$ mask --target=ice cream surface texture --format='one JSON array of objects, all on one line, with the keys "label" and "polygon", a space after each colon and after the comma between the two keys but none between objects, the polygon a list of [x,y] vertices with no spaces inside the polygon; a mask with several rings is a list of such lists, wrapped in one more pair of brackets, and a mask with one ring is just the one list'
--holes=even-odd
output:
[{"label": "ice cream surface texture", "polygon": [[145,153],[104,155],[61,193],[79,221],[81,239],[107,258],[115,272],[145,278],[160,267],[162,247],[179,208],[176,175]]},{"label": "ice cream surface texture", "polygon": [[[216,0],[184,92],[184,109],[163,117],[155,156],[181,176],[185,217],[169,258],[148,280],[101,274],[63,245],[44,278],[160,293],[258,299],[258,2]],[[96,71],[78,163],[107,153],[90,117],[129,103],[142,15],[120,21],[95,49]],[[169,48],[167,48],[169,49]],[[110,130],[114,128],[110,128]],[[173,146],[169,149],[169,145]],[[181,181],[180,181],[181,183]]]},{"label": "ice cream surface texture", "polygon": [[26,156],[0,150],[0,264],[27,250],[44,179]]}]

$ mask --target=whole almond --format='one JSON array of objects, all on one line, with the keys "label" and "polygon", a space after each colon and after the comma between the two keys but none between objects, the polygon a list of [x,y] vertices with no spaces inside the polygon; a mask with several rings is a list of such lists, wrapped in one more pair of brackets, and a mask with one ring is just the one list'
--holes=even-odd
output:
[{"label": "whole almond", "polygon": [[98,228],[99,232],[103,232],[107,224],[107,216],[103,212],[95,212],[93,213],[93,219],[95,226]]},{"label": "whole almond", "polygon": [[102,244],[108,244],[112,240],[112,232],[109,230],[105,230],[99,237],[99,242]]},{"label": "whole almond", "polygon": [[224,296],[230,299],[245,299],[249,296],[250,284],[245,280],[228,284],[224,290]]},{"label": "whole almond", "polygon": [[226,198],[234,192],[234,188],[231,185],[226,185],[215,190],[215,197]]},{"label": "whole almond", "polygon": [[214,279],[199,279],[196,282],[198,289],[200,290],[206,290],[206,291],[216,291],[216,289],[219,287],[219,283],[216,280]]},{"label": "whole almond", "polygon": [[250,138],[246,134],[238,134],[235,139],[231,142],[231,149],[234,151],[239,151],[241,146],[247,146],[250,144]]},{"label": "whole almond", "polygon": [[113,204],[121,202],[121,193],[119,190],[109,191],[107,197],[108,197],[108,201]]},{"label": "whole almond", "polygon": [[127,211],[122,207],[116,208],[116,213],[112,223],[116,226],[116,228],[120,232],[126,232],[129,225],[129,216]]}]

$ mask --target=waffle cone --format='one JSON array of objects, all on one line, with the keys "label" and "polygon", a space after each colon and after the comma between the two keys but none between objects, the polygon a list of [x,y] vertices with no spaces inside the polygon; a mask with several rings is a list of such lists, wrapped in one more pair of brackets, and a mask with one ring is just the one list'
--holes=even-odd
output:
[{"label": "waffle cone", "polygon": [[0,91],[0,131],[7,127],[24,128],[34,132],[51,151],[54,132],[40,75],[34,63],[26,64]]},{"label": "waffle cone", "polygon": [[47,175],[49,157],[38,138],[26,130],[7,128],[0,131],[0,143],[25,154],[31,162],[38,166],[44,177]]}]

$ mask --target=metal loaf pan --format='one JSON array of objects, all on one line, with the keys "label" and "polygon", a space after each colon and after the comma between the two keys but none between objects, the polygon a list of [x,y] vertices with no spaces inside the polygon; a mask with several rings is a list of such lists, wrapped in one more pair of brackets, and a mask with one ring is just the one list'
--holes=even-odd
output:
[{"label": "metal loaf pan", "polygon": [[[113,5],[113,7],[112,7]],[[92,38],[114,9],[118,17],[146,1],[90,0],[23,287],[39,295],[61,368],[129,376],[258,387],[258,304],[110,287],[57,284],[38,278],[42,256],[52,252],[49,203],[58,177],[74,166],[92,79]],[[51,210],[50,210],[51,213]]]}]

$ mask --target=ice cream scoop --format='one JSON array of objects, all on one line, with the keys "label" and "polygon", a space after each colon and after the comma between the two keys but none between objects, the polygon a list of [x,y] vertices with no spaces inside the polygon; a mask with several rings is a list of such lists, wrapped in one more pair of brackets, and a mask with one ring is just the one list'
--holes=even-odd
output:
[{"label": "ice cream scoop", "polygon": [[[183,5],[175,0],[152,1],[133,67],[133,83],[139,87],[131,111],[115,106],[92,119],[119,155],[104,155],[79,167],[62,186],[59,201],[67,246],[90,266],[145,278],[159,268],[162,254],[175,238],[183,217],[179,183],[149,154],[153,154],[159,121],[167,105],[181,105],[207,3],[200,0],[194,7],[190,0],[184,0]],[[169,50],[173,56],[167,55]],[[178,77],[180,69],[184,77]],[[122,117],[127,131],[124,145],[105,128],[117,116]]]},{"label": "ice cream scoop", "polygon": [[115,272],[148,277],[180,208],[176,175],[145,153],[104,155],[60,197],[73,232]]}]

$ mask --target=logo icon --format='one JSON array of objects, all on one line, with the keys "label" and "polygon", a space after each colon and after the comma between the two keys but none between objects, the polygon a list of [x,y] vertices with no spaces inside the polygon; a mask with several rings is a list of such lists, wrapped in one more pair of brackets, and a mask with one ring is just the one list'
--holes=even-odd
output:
□ □ □ □ □
§ **Task details**:
Starting at the line that contains "--target=ice cream scoop" and ending at the final line of the material, write out every line verbatim, both ends included.

§ **Task result**:
$ mask --target=ice cream scoop --format='one JSON array of objects, all on one line, with the keys "label" and "polygon", a space after each colon and after the comma between the two keys but none between objects, the polygon a list of [x,y] vertices with no spaces inside the polygon; a mask with several rings is a list of such lists, wrapped in one more pair of brackets, and a mask with one ring is just the one list'
--holes=even-odd
output:
[{"label": "ice cream scoop", "polygon": [[[183,5],[175,0],[152,1],[133,67],[133,83],[139,87],[131,111],[115,106],[92,119],[119,155],[104,155],[79,167],[62,186],[59,201],[67,246],[90,266],[145,278],[159,268],[162,254],[175,238],[183,217],[179,183],[149,154],[153,154],[159,121],[167,105],[181,105],[207,3],[200,0],[194,7],[190,0],[184,0]],[[169,50],[173,56],[167,55]],[[178,77],[180,69],[184,77]],[[122,117],[127,131],[124,145],[105,128],[117,116]]]},{"label": "ice cream scoop", "polygon": [[115,272],[148,277],[180,208],[176,175],[145,153],[104,155],[60,197],[73,232]]}]

$ mask --target=logo icon --format='one JSON array of objects, all on one line, with the keys "label" and "polygon", a space after each colon and after the comma between the two keys but none between objects, the polygon a list of [x,y] vertices with no spaces inside the polygon; a mask with several rings is a list of such lists, wrapped in one more pair of brackets, and a mask with one ring is just the one list'
--holes=even-odd
output:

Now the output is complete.